練習題目 ▸ 請引用下方超參數搜尋作業筆記中的一段原文，從「This is a copy」開始，一直到「to a digit.」為止（含這兩處文字），一字不改。

閱讀摘錄 ▸
.....

## [作業重點]
了解如何使用 Sklearn 中的 hyper-parameter search 找出最佳的超參數

### 作業
請使用不同的資料集，並使用 hyper-parameter search 的方式，看能不能找出最佳的超參數組合

In [1]:
# 載入相關套件
from sklearn import datasets, metrics
from sklearn.model_selection import train_test_split, GridSearchCV
from sklearn.ensemble import GradientBoostingClassifier

In [2]:
# 載入手寫資料集
digit = datasets.load_digits()
digit.keys()

dict_keys(['data', 'target', 'target_names', 'images', 'DESCR'])

In [3]:
# 查閱手寫資料集內容
print(digit['DESCR'])

.. _digits_dataset:

Optical recognition of handwritten digits dataset
--------------------------------------------------

**Data Set Characteristics:**

    :Number of Instances: 5620
    :Number of Attributes: 64
    :Attribute Information: 8x8 image of integer pixels in the range 0..16.
    :Missing Attribute Values: None
    :Creator: E. Alpaydin (alpaydin '@' boun.edu.tr)
    :Date: July; 1998

This is a copy of the test set of the UCI ML hand-written digits datasets
https://archive.ics.uci.edu/ml/datasets/Optical+Recognition+of+Handwritten+Digits

The data set contains images of hand-written digits: 10 classes where
each class refers to a digit.

Preprocessing programs made available by NIST were used to extract
normalized bitmaps of handwritten digits from a preprinted form. From a
total of 43 people, 30 contributed to the training set and different 13
to the test set. 32x32 bitmaps are divided into nonoverlapping blocks of
4x4 and the number of on pixels are counted in each blo

In [4]:
# 切分訓練集/測試集
X_train, X_test, y_train, y_test = train_test_split(digit.data, digit.target, test_size=0.2, random_state=10)

In [5]:
# 建立梯度提升模型
gbc = GradientBoostingClassifier()
gbc.fit(X_train, y_train)

GradientBoostingClassifier(criterion='friedman_mse', init=None,
                           learning_rate=0.1, loss='deviance', max_depth=3,
                           max_features=None, max_leaf_nodes=None,
                           min_impurity_decrease=0.0, min_impurity_split=None,
                           min_samples_leaf=1, min_samples_split=2,
                           min_weight_fraction_leaf=0.0, n_estimators=100,
                           n_iter_no_change=None, presort='auto',
                           random_state=None, subsample=1.0, tol=0.0001,
                           validation_fraction=0.1, verbose=0,
                           warm_start=False)

.....

提供資料 ▸
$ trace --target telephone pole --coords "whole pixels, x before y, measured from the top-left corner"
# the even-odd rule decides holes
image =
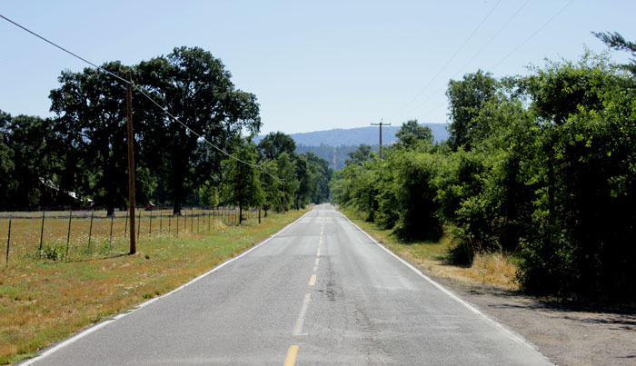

.....

參考解答 ▸
This is a copy of the test set of the UCI ML hand-written digits datasets
https://archive.ics.uci.edu/ml/datasets/Optical+Recognition+of+Handwritten+Digits

The data set contains images of hand-written digits: 10 classes where
each class refers to a digit.